::: Record excerpts :::

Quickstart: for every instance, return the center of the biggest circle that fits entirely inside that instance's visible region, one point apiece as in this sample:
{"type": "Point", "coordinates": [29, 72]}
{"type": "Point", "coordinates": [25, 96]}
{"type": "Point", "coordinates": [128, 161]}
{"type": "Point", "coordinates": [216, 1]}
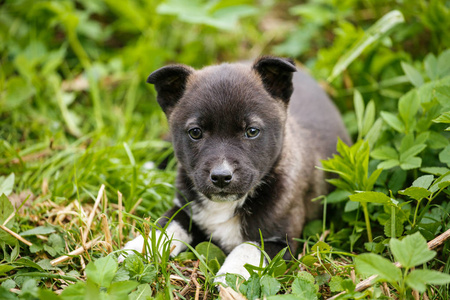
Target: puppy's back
{"type": "Point", "coordinates": [314, 111]}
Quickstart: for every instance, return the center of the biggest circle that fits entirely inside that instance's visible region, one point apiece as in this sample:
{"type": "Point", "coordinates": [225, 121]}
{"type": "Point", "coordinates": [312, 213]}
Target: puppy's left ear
{"type": "Point", "coordinates": [276, 75]}
{"type": "Point", "coordinates": [170, 84]}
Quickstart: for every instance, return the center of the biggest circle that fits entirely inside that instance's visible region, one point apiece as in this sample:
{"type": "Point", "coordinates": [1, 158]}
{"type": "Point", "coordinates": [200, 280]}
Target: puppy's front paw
{"type": "Point", "coordinates": [246, 253]}
{"type": "Point", "coordinates": [137, 244]}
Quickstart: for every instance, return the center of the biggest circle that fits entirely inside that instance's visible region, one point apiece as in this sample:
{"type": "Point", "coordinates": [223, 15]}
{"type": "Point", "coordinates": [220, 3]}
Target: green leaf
{"type": "Point", "coordinates": [411, 163]}
{"type": "Point", "coordinates": [393, 121]}
{"type": "Point", "coordinates": [423, 181]}
{"type": "Point", "coordinates": [369, 117]}
{"type": "Point", "coordinates": [122, 288]}
{"type": "Point", "coordinates": [6, 184]}
{"type": "Point", "coordinates": [304, 289]}
{"type": "Point", "coordinates": [384, 153]}
{"type": "Point", "coordinates": [359, 110]}
{"type": "Point", "coordinates": [388, 164]}
{"type": "Point", "coordinates": [211, 251]}
{"type": "Point", "coordinates": [102, 271]}
{"type": "Point", "coordinates": [413, 75]}
{"type": "Point", "coordinates": [444, 155]}
{"type": "Point", "coordinates": [412, 151]}
{"type": "Point", "coordinates": [417, 193]}
{"type": "Point", "coordinates": [411, 251]}
{"type": "Point", "coordinates": [373, 197]}
{"type": "Point", "coordinates": [418, 279]}
{"type": "Point", "coordinates": [374, 33]}
{"type": "Point", "coordinates": [76, 291]}
{"type": "Point", "coordinates": [6, 208]}
{"type": "Point", "coordinates": [335, 284]}
{"type": "Point", "coordinates": [269, 285]}
{"type": "Point", "coordinates": [408, 105]}
{"type": "Point", "coordinates": [431, 66]}
{"type": "Point", "coordinates": [371, 264]}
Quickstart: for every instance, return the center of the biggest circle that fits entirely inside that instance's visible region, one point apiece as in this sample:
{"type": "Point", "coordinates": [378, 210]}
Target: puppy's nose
{"type": "Point", "coordinates": [221, 176]}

:::

• [Aim of the exercise] Pictures stay out; repeat all the rest of the records exactly.

• [Result for this task]
Quickstart: for every instance, return the center of the biggest circle that fits entirely inside that instance's visible region, one point apiece as in this sample:
{"type": "Point", "coordinates": [29, 72]}
{"type": "Point", "coordinates": [25, 96]}
{"type": "Point", "coordinates": [128, 161]}
{"type": "Point", "coordinates": [216, 1]}
Target: puppy's back
{"type": "Point", "coordinates": [314, 111]}
Quickstart: for every instance, return the center of the biggest circle that fits entirely inside that instance's visible region, one point apiece as in this sample:
{"type": "Point", "coordinates": [225, 121]}
{"type": "Point", "coordinates": [312, 213]}
Target: puppy's left ear
{"type": "Point", "coordinates": [276, 75]}
{"type": "Point", "coordinates": [170, 84]}
Quickstart: for every instance, return the center of the biggest circle that fits entirely inside that instance's visible region, one point apiece as in this sample:
{"type": "Point", "coordinates": [1, 158]}
{"type": "Point", "coordinates": [200, 280]}
Target: puppy's front paw
{"type": "Point", "coordinates": [246, 253]}
{"type": "Point", "coordinates": [137, 244]}
Quickstart: for every instance, return the center of the biggest circle that fits entirely inside that instance's visible region, one point apiece as in this sample:
{"type": "Point", "coordinates": [223, 15]}
{"type": "Point", "coordinates": [220, 3]}
Target: green leaf
{"type": "Point", "coordinates": [411, 163]}
{"type": "Point", "coordinates": [393, 121]}
{"type": "Point", "coordinates": [423, 181]}
{"type": "Point", "coordinates": [369, 117]}
{"type": "Point", "coordinates": [122, 288]}
{"type": "Point", "coordinates": [6, 184]}
{"type": "Point", "coordinates": [304, 289]}
{"type": "Point", "coordinates": [384, 153]}
{"type": "Point", "coordinates": [359, 110]}
{"type": "Point", "coordinates": [388, 164]}
{"type": "Point", "coordinates": [211, 251]}
{"type": "Point", "coordinates": [102, 271]}
{"type": "Point", "coordinates": [413, 75]}
{"type": "Point", "coordinates": [444, 155]}
{"type": "Point", "coordinates": [412, 151]}
{"type": "Point", "coordinates": [417, 193]}
{"type": "Point", "coordinates": [411, 251]}
{"type": "Point", "coordinates": [373, 197]}
{"type": "Point", "coordinates": [418, 279]}
{"type": "Point", "coordinates": [374, 33]}
{"type": "Point", "coordinates": [76, 291]}
{"type": "Point", "coordinates": [6, 208]}
{"type": "Point", "coordinates": [335, 284]}
{"type": "Point", "coordinates": [269, 285]}
{"type": "Point", "coordinates": [408, 105]}
{"type": "Point", "coordinates": [431, 66]}
{"type": "Point", "coordinates": [371, 264]}
Quickstart: for every instance, return the center of the biggest circle that fits entirely inside that instance's visible region, one point apiece as in this sample:
{"type": "Point", "coordinates": [378, 210]}
Target: puppy's nose
{"type": "Point", "coordinates": [221, 176]}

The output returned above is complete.